Point-per-instance localization data
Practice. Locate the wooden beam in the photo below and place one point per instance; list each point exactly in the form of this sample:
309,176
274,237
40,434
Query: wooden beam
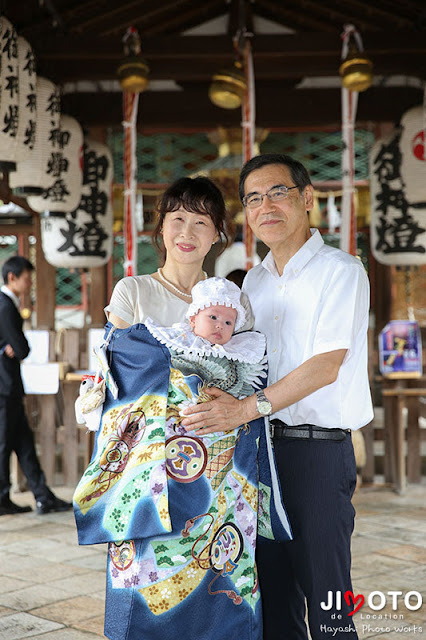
297,45
275,108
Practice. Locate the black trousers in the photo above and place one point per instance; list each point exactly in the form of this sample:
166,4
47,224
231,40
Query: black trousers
16,435
318,479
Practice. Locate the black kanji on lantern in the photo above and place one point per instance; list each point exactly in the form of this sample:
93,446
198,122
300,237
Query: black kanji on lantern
32,102
30,64
57,164
57,192
94,167
90,236
395,233
10,46
12,84
30,134
54,103
95,203
11,121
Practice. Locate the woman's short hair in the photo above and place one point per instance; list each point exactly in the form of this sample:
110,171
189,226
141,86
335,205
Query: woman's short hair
197,195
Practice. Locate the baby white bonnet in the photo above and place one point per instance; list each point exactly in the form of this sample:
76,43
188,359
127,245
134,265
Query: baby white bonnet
213,291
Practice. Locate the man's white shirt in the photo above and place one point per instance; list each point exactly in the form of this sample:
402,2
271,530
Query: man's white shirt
319,304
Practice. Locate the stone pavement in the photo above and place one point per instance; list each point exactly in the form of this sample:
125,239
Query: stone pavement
52,589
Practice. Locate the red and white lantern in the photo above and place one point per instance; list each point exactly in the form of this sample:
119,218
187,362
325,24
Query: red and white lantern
9,96
398,216
83,238
31,175
63,169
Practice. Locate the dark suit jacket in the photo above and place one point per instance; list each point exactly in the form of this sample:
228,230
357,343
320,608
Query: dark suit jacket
11,333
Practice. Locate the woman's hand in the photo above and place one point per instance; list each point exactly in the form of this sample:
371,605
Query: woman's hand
222,413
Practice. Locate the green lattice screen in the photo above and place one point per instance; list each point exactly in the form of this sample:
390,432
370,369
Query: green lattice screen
321,152
147,257
163,157
68,288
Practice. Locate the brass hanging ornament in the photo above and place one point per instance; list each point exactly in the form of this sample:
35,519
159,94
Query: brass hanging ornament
356,69
133,72
228,87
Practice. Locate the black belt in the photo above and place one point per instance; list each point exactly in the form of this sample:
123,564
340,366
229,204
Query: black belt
306,431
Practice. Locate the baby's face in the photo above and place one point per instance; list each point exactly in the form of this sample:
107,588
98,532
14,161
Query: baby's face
215,324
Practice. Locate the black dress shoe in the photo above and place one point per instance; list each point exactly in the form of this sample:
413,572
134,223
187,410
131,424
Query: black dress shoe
52,504
7,507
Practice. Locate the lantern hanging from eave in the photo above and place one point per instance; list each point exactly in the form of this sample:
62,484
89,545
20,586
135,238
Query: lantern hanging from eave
31,176
413,155
9,96
83,238
398,229
25,137
64,170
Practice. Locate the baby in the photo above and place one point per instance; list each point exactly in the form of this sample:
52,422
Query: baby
208,342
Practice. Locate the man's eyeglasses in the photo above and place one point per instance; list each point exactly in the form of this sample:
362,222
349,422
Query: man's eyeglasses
254,200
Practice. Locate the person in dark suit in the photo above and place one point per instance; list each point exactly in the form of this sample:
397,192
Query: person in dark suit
15,432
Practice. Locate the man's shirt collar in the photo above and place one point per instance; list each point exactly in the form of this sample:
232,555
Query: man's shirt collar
300,258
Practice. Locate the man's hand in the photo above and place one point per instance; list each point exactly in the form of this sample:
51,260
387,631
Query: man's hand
222,413
9,352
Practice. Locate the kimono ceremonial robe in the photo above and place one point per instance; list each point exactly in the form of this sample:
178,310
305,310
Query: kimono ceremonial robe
180,512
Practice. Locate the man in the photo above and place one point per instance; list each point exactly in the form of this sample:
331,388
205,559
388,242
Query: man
312,302
15,433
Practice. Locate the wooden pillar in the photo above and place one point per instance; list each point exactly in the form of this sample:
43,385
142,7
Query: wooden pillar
45,285
98,296
47,438
414,462
382,295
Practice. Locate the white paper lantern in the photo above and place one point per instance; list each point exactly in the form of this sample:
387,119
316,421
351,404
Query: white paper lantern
413,154
31,175
83,238
9,96
25,137
63,168
398,230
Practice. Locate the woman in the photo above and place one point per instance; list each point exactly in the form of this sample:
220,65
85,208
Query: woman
178,563
192,217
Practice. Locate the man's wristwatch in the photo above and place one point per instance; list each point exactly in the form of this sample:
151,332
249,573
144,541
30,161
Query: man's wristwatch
263,405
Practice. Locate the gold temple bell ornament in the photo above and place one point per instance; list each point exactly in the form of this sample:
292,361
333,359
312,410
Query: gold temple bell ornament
133,71
356,69
228,87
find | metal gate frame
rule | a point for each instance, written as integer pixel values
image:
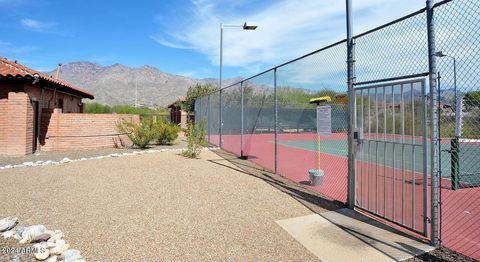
(360, 141)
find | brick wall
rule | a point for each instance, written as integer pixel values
(3, 124)
(61, 131)
(16, 125)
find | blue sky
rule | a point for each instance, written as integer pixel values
(180, 37)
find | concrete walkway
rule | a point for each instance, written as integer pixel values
(344, 235)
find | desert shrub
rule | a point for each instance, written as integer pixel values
(165, 133)
(195, 139)
(140, 134)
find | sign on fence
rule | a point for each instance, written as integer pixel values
(324, 120)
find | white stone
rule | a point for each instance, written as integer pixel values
(8, 223)
(59, 249)
(60, 242)
(50, 244)
(42, 254)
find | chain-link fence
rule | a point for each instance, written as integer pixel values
(401, 99)
(458, 59)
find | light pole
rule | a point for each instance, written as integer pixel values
(245, 26)
(454, 143)
(441, 54)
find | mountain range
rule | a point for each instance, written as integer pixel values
(116, 84)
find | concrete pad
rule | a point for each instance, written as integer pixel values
(344, 235)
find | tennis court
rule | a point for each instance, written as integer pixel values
(395, 194)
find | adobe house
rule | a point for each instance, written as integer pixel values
(27, 99)
(177, 115)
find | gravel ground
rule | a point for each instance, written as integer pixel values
(76, 154)
(155, 207)
(441, 255)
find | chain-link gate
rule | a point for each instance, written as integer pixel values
(391, 150)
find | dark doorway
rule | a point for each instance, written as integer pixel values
(36, 125)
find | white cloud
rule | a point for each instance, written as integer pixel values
(286, 29)
(36, 25)
(11, 49)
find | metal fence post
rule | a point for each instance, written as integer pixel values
(433, 122)
(208, 117)
(351, 105)
(241, 119)
(276, 117)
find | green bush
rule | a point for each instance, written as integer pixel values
(195, 139)
(165, 133)
(140, 134)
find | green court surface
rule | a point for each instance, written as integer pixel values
(395, 155)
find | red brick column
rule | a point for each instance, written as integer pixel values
(17, 130)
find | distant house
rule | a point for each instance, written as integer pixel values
(25, 96)
(177, 115)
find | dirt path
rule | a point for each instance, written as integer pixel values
(154, 207)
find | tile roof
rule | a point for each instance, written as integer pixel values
(12, 69)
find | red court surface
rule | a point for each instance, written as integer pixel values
(460, 211)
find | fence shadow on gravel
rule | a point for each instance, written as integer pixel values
(310, 199)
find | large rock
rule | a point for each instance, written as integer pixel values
(42, 238)
(41, 251)
(8, 223)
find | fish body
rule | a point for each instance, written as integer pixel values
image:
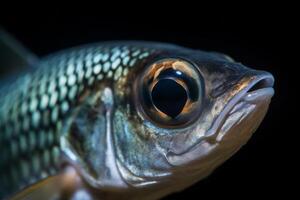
(107, 111)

▸ **Try it**:
Only the number should be given: how many lines in the entries above contain the string "brick"?

▸ **Exercise response**:
2